■ TEXT SHOWN
Content starts
It should be noted that coaxially to the axis Z of the flying object, aligned with the axis of the containment body 15, a series of three rings 20, 21 and 22 are foreseen. The first ring 20 is free to rotate about the axis Z inserted in an annular seat 23 formed in a portion with a small diameter of the the containment body 15 itself. The first ring 20 carries pivot extensions 24 of the two half-fin surfaces 13 and 14, fastened through axial locking elements 25, but free to rotate, which are thus pivoted to it and arranged at 180° from each other. In their rear part the two half-fin surfaces 13 and 14 carry a small radial extension 34. facing towards the inside of the body 15, which engages in a curved slot 35 formed in an extension 20' of the ring 20. In such a way, as can clearly be seen in figure 1, each half-fin surface 13 and 14 is guided and has a limited oscillation.
In their front part the half-fin surface 13 and 14 each carry an attachment 26 which can be made to oscillate with a suitable engagement with the rings 21 and 22. It should be noted how the two rings 21 and 22 are also arranged in respective grooved annular seats 31 and 32 at least partially formed in two separate portions 15' and 15' ' of the containment body 15 which are then fastened to said body through stable fastening elements, such as bolts schematised at 33. In such a way the containment body 15, and portions 15' and 15'', once assembled, can be considered as a single piece. Figures 2-5 show a non-limiting embodiment of the control system of the present invention. It should thus be noted that, for example, the attachment 26 of the first half-fin surface 13 inserts into a localised groove 27 of the third ring 22 so that a rotation thereof determines its oscillation about the respective pivot 24 arranged in the first ring 20. However, this localised groove 27 protrudes forking towards the second ring 21 inserting itself into a groove 28 of the second ring, formed facing along about a quarter of the circumference of the second ring itself and being of a depth of little more than that of each attachment 26. The third ring 22 in a position diametrically opposed to the aforementioned localised groove 27 also has a groove 28 formed along about a quarter of its circumference and being of a depth of little more than that of each attachment 26. In such a way, the attachment 26 of the second half-fin 14 inserts into a localised groove 27 of the second ring 21, which protrudes forking towards the third ring 22 inserting into its groove 28. In this way the attachment 26 of the second half-fin 14 inserts into the localised groove 27 of the second ring 21 so that a rotation thereof determines its oscillation about the respective pivot 24 also arranged in the first ring 20.
Content ends
■ DIRECTIVE 1
In the text on the flying object's fin control system, how are the two half-fin surfaces positioned relative to each other on the first ring?
■ DIRECTIVE 2
Present the lines of the records as a numbered list, omitting blank lines. Begin at the start of the records and stop after the line that contains "positive clicks: (466, 226) (472, 184)".

■ DATA EXTRACTS
Content starts
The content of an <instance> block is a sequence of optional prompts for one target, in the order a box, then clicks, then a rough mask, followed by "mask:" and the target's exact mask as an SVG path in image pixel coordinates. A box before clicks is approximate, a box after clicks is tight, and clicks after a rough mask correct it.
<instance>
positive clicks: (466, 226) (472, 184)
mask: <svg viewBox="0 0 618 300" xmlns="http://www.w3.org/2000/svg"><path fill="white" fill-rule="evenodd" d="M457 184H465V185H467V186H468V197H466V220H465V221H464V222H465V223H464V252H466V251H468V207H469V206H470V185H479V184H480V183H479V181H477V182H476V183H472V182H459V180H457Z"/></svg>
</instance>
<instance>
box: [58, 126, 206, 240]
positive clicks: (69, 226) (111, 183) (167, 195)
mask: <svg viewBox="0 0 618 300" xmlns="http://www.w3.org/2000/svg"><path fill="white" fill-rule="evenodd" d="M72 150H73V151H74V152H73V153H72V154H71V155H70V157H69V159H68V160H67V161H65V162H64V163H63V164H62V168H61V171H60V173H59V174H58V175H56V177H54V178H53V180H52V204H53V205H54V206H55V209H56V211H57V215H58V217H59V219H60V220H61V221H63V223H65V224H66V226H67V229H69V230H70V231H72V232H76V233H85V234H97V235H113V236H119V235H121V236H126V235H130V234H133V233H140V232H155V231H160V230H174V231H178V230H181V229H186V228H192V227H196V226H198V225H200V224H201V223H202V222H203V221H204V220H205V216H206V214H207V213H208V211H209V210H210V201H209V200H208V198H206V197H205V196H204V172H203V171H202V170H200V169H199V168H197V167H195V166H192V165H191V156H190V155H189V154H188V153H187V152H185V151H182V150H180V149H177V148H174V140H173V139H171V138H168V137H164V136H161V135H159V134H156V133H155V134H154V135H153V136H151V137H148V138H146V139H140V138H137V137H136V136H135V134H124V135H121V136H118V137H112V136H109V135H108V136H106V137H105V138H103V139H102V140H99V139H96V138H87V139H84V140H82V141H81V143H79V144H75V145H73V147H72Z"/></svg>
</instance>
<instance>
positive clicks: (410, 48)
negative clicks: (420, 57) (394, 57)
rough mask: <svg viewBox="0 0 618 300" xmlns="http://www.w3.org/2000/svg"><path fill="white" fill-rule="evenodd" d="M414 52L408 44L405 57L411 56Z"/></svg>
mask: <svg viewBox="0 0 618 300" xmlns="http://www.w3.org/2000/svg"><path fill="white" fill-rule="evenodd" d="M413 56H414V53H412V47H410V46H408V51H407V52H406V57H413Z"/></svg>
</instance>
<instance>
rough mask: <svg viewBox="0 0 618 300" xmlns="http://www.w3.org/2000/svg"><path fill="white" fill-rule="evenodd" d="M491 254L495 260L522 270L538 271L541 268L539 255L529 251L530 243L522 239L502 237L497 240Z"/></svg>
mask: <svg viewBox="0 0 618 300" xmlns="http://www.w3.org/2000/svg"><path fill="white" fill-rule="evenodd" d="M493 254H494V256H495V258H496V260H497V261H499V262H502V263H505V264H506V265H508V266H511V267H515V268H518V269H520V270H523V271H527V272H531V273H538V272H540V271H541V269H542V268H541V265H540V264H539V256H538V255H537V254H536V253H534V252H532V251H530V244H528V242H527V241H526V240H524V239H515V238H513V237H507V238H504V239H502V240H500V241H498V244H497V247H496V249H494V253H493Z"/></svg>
Content ends
■ EXERCISE RESULT 1
They are arranged at 180° from each other.

■ EXERCISE RESULT 2
1. The content of an <instance> block is a sequence of optional prompts for one target, in the order a box, then clicks, then a rough mask, followed by "mask:" and the target's exact mask as an SVG path in image pixel coordinates. A box before clicks is approximate, a box after clicks is tight, and clicks after a rough mask correct it.
2. <instance>
3. positive clicks: (466, 226) (472, 184)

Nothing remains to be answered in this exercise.